• Task instructions: Word for word, copy the lines beginning at the one with "Target: nose" and ending at the last line below; pictures stay out.

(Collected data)
········

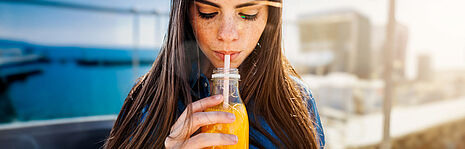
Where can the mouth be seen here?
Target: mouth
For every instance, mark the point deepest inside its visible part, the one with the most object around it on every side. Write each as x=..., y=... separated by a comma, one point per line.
x=220, y=54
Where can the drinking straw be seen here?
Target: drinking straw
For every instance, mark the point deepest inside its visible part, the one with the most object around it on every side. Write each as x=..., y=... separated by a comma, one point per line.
x=226, y=80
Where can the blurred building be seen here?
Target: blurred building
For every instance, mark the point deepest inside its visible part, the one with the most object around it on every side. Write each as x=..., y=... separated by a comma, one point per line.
x=399, y=51
x=425, y=72
x=343, y=37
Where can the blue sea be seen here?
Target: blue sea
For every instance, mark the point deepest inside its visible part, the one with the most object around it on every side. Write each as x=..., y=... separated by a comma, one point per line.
x=65, y=82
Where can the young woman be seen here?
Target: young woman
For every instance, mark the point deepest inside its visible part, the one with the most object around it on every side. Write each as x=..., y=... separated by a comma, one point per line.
x=282, y=111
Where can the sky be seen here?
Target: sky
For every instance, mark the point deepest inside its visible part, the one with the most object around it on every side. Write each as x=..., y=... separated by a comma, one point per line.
x=436, y=27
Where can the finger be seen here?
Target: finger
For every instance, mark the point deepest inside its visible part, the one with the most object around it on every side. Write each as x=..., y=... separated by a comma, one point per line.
x=205, y=103
x=211, y=139
x=200, y=119
x=179, y=126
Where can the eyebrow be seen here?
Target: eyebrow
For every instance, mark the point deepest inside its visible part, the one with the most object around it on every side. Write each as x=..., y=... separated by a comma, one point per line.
x=253, y=3
x=208, y=3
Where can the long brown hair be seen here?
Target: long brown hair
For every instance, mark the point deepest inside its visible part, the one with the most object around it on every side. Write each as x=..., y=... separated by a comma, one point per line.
x=266, y=81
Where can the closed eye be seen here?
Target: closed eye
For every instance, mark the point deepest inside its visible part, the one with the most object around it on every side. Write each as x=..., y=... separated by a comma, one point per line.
x=248, y=17
x=207, y=15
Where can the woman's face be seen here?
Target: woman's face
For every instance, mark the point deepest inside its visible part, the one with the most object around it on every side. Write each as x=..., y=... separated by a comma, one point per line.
x=228, y=27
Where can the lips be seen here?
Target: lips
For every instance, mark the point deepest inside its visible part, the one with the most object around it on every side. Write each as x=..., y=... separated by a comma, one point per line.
x=220, y=54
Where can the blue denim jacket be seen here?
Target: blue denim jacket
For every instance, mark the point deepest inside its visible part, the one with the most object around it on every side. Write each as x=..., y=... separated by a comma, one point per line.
x=201, y=89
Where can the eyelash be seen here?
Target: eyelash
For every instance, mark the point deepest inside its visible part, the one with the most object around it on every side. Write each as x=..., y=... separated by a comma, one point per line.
x=248, y=17
x=211, y=15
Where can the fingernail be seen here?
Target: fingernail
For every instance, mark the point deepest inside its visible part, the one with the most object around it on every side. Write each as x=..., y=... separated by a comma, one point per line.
x=231, y=116
x=234, y=138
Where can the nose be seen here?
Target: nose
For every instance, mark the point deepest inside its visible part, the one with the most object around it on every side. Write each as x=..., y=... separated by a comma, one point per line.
x=228, y=30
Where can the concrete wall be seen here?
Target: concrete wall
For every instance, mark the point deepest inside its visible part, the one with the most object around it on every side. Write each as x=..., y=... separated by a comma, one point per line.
x=447, y=136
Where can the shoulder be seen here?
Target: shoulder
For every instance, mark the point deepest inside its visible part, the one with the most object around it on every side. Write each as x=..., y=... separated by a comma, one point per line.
x=312, y=108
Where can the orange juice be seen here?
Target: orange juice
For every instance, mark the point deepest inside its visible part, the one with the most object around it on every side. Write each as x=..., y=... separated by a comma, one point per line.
x=240, y=127
x=226, y=82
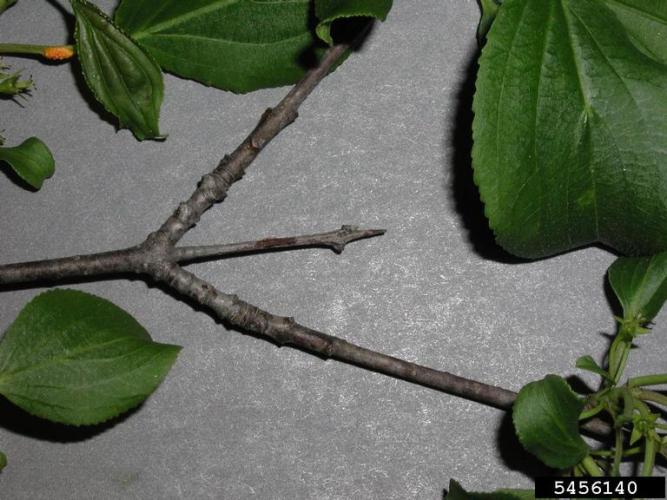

········

• Result below:
Target: nose
For every instance, mark the point deepest inside its visible part, the one with the most object around it on every side. Write each as x=..., y=... separated by a comma, one point per line.
x=228, y=30
Where can the concrete wall be seen here?
Target: concrete wall
For every instance, mark the point deepest inside its visible part, the one with the most object around it on every side. Write each as x=..., y=... separated by a comma, one point per line.
x=447, y=136
Where can the shoulder be seen here?
Target: shoulder
For every instance, mark the point deepest inside its visible part, the one with the most object around it on every side. Write each as x=..., y=... separated by a comma, one point per line.
x=312, y=108
Where can the orange juice be seen here?
Target: orange juice
For every instance, mark the point deepest inside its visible part, the one with the most object around it on every side. Write each as x=..., y=... separated by a comma, one point per line.
x=240, y=127
x=226, y=82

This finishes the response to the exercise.